▸ **Reading text**
--- START ---
It does struggle though from a narrative standpoint by containing an abundance of characters that simply feel underdeveloped by the end of the film. Kristen Stewart plays the sister of Billy Lynn, complete with visible scars from an apparently horrific car accident, and it is explained that this and more stemming from that incident are what pushed Billy into enlisting to head over to Iraq, but because the movie spends so much time at the football game the writing doesn’t really have a chance to flesh her character out beyond anything more than an angsty stereotype condemning the war. However, the camaraderie between Billy and all of his squad-mates play out much better; they actually come across as a coherent unit that Billy is able to hold together and somewhat lead.
Vin Diesel plays somewhat of a soldier mentor to Billy, but again, we don’t learn much about him, so when we are watching him individually claiming he loves each fellow soldier, it comes across as hokey rather than emotional. Diesel does deserve credit though for bringing a very restrained performance to the table that largely goes against expectations of the machismo action star. The problem with the characters played by Vin and Kristen respectively largely stem from the awkward pacing of the film; it constantly jumps from Thanksgiving Day to Iraq to back home, sometimes all in one big jarring sequence.
Without a doubt, the most severely underdeveloped character of the entire film is a cheerleader (Makenzie Leigh) that Billy meets (and loses his virginity to backstage at the football game) and their quickly blossoming relationship. Literally nothing about it feels organic, except for the character herself, proclaiming that the most rewarding part of being a cheerleader is all of the charity she is allowed to take part in, such as visiting terminally ill children in hospitals. I buy that, and even them having intercourse right away, but the actual attempts from each about pursuing something more and keeping contact doesn’t really jive.
--- END ---
▸ **Listed records**
--- START ---
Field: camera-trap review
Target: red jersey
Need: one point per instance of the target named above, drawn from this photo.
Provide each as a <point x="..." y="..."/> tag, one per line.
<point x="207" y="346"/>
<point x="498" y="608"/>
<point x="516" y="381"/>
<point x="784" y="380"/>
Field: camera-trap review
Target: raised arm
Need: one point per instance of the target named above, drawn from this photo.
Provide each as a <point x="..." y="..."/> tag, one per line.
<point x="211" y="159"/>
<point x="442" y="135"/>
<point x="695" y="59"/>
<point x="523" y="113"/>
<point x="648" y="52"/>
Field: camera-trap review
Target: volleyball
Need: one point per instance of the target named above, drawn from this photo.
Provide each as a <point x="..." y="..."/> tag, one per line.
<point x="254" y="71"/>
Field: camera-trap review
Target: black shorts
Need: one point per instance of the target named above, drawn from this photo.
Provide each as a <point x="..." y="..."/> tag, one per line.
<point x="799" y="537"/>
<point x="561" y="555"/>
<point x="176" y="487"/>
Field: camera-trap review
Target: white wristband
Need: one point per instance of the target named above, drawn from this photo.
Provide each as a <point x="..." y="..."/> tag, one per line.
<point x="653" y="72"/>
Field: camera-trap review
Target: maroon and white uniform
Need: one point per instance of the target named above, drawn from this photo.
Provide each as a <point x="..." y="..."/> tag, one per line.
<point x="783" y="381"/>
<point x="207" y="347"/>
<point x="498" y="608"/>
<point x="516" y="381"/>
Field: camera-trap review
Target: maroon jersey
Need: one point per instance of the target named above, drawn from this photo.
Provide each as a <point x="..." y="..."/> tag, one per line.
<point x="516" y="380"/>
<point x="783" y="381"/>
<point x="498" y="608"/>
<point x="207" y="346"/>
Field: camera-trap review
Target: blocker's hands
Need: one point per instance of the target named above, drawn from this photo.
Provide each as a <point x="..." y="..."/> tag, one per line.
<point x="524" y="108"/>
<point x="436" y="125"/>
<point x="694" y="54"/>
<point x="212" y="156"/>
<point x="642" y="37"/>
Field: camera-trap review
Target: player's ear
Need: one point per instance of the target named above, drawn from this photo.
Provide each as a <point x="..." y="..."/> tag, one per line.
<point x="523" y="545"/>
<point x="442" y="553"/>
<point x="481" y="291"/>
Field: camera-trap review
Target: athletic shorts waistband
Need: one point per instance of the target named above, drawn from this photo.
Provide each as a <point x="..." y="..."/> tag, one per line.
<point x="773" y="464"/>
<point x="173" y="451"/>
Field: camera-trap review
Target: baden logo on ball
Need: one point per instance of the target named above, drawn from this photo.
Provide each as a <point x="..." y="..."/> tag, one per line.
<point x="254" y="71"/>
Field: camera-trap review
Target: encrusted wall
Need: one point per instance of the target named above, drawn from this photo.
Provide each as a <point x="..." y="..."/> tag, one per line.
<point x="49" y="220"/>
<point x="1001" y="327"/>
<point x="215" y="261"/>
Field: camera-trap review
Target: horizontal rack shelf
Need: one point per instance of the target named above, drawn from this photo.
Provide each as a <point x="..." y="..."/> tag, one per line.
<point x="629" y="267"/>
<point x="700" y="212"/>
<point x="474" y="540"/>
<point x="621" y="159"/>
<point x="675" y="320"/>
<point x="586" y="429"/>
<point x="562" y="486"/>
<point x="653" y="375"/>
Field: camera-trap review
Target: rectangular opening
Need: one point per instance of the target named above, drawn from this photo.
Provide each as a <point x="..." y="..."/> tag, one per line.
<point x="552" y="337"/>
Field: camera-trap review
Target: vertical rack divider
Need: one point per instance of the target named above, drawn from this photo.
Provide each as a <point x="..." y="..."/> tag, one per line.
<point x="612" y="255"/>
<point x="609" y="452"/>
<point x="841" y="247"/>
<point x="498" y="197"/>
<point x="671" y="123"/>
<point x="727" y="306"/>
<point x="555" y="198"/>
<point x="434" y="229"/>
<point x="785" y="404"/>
--- END ---
▸ **Task statement**
Reproduce the film review word for word, from "It does struggle" up to and including "and somewhat lead.".

▸ **Answer to this exercise**
It does struggle though from a narrative standpoint by containing an abundance of characters that simply feel underdeveloped by the end of the film. Kristen Stewart plays the sister of Billy Lynn, complete with visible scars from an apparently horrific car accident, and it is explained that this and more stemming from that incident are what pushed Billy into enlisting to head over to Iraq, but because the movie spends so much time at the football game the writing doesn’t really have a chance to flesh her character out beyond anything more than an angsty stereotype condemning the war. However, the camaraderie between Billy and all of his squad-mates play out much better; they actually come across as a coherent unit that Billy is able to hold together and somewhat lead.